> Try it: Please filter the data down to the lines that include the word "below" and copy them.

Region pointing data
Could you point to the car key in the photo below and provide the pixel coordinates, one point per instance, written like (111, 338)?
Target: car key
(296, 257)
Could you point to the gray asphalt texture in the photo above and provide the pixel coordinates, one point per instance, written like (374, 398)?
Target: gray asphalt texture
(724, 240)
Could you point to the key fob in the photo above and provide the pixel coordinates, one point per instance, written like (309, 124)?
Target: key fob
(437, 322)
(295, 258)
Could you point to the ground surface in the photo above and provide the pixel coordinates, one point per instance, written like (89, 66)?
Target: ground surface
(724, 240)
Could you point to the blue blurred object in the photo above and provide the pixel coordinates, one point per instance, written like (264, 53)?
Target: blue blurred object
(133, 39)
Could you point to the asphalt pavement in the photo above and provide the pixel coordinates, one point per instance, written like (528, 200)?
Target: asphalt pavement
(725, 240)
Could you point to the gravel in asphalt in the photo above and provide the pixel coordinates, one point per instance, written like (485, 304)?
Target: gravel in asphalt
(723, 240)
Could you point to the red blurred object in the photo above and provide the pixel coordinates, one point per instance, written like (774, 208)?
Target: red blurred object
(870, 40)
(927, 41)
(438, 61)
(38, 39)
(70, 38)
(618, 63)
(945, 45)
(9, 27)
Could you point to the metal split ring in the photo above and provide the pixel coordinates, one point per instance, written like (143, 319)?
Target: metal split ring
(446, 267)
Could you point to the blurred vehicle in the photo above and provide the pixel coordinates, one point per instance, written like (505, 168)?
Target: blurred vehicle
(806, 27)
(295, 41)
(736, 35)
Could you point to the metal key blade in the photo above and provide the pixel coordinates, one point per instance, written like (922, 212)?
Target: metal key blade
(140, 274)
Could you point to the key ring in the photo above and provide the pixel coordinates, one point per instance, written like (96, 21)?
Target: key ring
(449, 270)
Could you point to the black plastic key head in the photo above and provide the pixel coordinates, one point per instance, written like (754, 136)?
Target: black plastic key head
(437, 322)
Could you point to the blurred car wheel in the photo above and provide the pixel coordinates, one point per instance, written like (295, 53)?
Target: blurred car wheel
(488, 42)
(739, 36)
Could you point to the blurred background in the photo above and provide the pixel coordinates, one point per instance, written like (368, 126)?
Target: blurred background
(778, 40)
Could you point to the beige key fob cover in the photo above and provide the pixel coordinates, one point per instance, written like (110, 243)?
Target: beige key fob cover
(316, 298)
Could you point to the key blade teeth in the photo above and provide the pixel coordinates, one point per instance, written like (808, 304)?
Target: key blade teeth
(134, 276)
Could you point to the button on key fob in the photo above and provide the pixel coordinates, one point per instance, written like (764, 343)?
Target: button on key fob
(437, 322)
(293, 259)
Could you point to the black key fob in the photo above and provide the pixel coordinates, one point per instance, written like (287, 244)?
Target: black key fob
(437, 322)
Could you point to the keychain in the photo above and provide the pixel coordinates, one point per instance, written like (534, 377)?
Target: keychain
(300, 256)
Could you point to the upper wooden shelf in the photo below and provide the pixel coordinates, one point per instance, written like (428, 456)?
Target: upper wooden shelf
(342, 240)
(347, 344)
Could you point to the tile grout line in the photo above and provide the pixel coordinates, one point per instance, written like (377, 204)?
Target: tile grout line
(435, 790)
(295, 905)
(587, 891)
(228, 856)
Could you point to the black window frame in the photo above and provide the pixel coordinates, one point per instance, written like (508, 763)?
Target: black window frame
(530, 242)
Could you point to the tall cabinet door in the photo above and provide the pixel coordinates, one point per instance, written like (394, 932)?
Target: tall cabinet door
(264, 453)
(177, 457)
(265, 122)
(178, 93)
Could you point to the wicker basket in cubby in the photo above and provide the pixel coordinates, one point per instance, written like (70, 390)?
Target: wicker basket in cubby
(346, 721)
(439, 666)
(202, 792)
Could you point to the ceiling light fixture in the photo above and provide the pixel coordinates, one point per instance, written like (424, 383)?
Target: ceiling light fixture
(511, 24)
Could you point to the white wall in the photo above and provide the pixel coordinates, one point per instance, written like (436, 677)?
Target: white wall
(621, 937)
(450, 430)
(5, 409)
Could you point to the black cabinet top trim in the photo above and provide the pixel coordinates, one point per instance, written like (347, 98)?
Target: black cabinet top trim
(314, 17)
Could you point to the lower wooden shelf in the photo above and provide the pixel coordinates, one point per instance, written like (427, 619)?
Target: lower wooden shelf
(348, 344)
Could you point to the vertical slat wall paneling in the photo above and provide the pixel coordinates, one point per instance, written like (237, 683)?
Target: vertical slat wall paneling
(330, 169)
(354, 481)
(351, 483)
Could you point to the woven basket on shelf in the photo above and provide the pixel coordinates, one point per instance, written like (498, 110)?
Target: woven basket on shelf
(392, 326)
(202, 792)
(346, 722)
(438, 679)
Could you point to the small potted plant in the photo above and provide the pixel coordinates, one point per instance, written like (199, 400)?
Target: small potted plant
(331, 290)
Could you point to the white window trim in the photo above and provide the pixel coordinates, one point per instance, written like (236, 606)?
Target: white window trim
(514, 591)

> Result:
Could you point to the car key in the photo below and provide the pixel coordinates, one point per instance, written like (111, 338)?
Could you point to the upper wooden shelf in the photo below and provide the pixel coordinates, one point per instance, written like (428, 456)?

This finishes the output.